--- Start ---
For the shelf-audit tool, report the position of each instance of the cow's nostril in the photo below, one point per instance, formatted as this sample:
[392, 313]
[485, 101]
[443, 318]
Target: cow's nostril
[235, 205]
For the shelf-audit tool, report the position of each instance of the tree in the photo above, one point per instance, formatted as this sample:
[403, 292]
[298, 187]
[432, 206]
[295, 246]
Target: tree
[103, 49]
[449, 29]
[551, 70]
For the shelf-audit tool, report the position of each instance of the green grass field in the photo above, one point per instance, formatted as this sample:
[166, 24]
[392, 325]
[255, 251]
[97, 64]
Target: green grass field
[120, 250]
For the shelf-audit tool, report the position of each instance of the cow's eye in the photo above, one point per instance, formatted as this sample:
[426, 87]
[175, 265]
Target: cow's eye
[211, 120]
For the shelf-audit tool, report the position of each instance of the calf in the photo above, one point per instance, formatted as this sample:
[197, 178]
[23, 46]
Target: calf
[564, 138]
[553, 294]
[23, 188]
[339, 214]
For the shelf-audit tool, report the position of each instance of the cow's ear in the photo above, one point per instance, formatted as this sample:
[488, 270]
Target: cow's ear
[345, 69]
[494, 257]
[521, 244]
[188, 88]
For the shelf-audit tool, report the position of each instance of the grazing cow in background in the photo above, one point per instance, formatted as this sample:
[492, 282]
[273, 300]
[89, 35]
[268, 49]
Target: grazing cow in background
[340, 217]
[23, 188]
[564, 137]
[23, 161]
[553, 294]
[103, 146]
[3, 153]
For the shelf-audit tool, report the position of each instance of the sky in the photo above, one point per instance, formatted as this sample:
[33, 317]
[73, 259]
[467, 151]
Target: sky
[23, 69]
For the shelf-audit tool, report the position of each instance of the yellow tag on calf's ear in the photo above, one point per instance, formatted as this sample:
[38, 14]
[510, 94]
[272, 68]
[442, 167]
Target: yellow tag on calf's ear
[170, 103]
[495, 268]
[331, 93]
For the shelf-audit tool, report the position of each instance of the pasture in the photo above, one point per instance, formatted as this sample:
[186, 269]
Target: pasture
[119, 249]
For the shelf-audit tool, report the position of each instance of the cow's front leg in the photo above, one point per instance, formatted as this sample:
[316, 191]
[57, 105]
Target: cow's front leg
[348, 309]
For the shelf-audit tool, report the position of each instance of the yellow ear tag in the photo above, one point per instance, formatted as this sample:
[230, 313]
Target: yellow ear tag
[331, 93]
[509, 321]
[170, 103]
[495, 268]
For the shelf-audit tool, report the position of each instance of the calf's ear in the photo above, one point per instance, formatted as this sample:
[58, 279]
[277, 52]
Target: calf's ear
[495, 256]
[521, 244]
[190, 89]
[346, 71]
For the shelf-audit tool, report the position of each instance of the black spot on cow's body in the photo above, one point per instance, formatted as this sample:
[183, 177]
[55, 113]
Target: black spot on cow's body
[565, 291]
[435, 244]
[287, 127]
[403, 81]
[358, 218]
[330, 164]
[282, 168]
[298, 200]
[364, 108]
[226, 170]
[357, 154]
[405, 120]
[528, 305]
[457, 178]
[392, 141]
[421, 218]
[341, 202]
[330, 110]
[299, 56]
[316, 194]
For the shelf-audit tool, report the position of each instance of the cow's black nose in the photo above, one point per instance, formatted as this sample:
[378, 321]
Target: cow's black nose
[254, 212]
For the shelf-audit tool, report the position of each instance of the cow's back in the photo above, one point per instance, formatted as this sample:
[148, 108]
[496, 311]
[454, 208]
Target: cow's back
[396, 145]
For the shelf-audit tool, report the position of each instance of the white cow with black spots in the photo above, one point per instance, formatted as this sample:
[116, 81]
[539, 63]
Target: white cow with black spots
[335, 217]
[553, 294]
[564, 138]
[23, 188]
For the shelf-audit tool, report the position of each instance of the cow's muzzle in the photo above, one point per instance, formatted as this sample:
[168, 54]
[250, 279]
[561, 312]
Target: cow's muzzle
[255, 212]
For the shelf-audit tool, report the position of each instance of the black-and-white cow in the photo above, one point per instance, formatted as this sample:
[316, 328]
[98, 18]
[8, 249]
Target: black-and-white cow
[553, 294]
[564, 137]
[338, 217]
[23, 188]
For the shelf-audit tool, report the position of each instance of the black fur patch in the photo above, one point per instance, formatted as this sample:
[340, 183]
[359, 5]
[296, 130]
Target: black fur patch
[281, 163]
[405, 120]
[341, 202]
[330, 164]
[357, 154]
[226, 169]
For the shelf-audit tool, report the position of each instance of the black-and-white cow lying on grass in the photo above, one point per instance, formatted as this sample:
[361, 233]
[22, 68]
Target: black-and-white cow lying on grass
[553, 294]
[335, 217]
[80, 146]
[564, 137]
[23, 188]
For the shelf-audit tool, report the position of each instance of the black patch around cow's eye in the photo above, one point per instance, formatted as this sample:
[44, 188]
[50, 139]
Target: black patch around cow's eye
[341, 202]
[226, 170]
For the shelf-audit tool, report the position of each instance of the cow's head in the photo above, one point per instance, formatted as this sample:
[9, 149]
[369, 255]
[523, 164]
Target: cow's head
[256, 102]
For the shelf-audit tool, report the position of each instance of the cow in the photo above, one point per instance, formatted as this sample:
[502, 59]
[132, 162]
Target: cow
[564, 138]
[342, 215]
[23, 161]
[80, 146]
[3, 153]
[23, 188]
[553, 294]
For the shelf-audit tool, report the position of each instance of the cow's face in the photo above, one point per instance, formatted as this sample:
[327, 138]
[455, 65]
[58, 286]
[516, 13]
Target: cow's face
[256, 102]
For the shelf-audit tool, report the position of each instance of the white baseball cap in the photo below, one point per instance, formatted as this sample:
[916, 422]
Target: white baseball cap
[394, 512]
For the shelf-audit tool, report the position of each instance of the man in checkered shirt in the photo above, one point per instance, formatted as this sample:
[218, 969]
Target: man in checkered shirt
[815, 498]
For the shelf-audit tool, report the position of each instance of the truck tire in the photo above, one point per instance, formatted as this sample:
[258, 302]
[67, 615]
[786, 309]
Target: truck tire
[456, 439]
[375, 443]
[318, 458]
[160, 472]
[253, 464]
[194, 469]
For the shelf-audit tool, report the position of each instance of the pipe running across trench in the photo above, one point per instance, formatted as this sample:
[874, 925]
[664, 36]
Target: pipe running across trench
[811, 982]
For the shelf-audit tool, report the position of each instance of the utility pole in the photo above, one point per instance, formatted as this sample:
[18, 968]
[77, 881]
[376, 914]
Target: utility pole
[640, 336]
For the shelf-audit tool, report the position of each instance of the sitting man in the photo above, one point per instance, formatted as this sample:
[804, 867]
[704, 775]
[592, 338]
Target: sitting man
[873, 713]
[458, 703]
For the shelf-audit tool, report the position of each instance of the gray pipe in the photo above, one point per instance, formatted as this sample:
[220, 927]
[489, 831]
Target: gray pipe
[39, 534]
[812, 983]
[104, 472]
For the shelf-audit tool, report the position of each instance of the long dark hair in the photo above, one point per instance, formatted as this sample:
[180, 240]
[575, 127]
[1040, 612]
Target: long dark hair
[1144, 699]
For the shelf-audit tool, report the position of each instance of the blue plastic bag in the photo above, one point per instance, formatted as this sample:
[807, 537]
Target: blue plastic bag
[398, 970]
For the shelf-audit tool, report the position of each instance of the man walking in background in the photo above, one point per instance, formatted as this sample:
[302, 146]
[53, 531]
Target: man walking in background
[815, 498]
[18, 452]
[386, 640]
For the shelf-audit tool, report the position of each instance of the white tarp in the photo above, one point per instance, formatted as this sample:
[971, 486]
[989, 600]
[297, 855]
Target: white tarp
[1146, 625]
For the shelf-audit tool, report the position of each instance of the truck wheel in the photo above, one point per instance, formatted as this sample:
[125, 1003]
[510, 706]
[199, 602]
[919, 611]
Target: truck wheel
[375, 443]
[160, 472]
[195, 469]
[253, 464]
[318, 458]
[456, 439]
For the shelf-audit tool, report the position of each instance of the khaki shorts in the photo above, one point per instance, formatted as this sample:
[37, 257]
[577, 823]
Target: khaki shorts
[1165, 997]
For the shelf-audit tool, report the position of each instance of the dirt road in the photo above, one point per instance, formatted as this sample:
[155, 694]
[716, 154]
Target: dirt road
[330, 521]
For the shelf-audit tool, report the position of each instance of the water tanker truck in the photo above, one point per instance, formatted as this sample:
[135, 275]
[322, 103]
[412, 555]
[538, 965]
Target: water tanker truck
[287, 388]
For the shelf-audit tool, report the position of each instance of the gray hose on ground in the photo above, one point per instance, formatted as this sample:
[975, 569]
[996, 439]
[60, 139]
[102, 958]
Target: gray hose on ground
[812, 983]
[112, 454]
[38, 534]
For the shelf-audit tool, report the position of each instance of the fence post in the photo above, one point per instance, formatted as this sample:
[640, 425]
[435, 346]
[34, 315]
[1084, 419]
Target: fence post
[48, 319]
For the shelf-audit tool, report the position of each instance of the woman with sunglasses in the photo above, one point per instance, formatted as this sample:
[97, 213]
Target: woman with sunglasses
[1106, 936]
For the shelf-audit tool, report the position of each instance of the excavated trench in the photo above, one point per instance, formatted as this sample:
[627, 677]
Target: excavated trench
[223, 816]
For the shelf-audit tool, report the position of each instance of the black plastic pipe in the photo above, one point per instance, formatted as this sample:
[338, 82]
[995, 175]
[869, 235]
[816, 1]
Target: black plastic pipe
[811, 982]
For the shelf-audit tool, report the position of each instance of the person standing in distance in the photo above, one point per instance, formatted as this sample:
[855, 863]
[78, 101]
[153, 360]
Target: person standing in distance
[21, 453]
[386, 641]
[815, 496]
--- End ---
Please give the listing's lines from the one containing "the truck wheel" through the one containing "[1165, 997]", inclusive, as a numbered list, leaving out any blank lines.

**Finished answer**
1. For the shelf-audit tool, report the position of each instance of the truck wheel in the photo above, one point per instance, formatted as this sample:
2. [125, 1003]
3. [510, 706]
4. [199, 602]
5. [919, 611]
6. Target: truck wheel
7. [375, 443]
8. [160, 472]
9. [195, 469]
10. [253, 464]
11. [318, 458]
12. [456, 439]
13. For the shelf-audit tool, report the position of each instance of the khaki shorts in the photo above, one point per instance, formatted as this sample:
14. [37, 257]
15. [577, 823]
16. Target: khaki shorts
17. [1165, 997]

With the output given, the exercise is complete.